Instructions to follow:
Rewrite every line, requests included, from the line containing "Where can the spruce" through the end of the records, both ends included, with each point coordinate in the answers multiplied by 0.4 and rounded to a whole number, halves going up. Leave the pictures out and give only those lines.

--- Begin Data extract ---

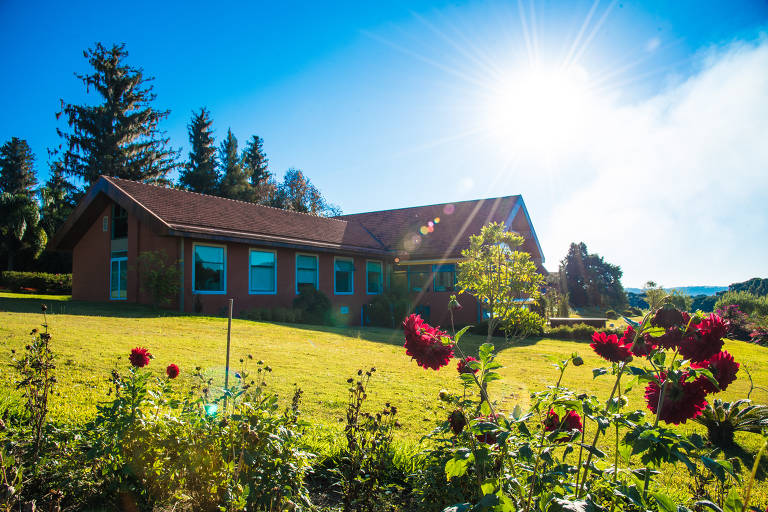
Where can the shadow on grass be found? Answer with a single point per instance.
(59, 305)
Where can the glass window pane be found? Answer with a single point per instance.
(262, 279)
(262, 258)
(209, 268)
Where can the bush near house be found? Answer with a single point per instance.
(38, 281)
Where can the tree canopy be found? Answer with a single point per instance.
(591, 281)
(500, 277)
(199, 173)
(17, 167)
(120, 136)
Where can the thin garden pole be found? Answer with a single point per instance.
(226, 370)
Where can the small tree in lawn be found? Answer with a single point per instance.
(500, 277)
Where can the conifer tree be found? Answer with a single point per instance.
(200, 173)
(255, 164)
(119, 136)
(17, 168)
(234, 182)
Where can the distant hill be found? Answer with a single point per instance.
(690, 290)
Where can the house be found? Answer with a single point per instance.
(260, 256)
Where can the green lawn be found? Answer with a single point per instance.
(89, 338)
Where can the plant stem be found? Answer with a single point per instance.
(752, 476)
(597, 433)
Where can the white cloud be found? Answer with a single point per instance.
(678, 188)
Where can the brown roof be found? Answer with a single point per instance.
(435, 231)
(405, 232)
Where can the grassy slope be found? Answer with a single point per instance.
(89, 338)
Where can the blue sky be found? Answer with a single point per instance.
(635, 127)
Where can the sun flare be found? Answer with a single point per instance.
(541, 109)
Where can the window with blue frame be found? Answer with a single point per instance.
(445, 277)
(374, 277)
(262, 273)
(306, 271)
(343, 276)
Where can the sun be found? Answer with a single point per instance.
(540, 109)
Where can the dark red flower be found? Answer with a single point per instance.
(172, 371)
(463, 367)
(608, 347)
(682, 400)
(723, 369)
(457, 421)
(667, 317)
(424, 343)
(705, 340)
(139, 357)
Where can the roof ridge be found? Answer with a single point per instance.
(225, 199)
(430, 205)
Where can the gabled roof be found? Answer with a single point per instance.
(178, 212)
(439, 231)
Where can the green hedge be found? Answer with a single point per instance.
(578, 332)
(40, 281)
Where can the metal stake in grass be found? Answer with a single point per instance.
(226, 370)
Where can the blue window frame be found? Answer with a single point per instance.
(209, 272)
(445, 277)
(306, 271)
(343, 276)
(374, 277)
(118, 276)
(262, 272)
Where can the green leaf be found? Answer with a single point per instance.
(461, 333)
(665, 502)
(457, 466)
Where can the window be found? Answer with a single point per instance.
(209, 272)
(119, 222)
(374, 277)
(118, 275)
(419, 277)
(262, 274)
(306, 270)
(343, 276)
(445, 277)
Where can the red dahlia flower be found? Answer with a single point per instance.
(608, 347)
(682, 400)
(723, 369)
(139, 357)
(424, 343)
(172, 371)
(706, 340)
(463, 367)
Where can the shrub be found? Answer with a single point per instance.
(40, 281)
(315, 306)
(747, 302)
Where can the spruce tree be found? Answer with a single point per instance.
(234, 182)
(119, 137)
(255, 164)
(17, 168)
(199, 173)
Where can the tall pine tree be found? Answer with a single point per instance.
(199, 173)
(255, 163)
(120, 136)
(17, 168)
(234, 182)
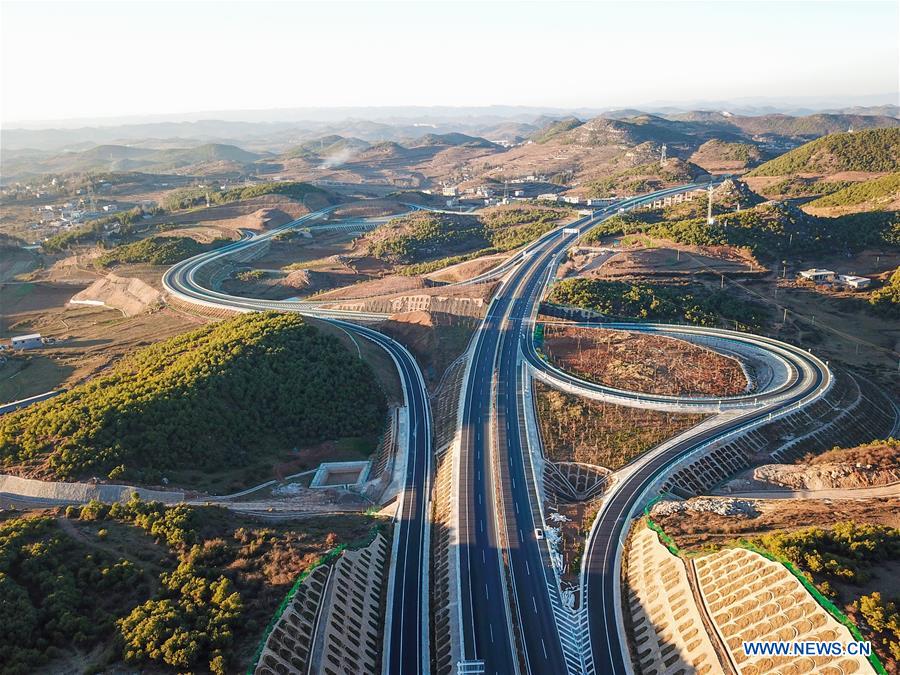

--- End Data extract ---

Task solution:
Where can the spruce tree be found? Answer with a single point per instance.
(94, 73)
(48, 55)
(102, 66)
(7, 67)
(80, 69)
Where can the tall pine tree be found? Answer with a single point per instance.
(80, 69)
(102, 65)
(48, 54)
(7, 67)
(94, 73)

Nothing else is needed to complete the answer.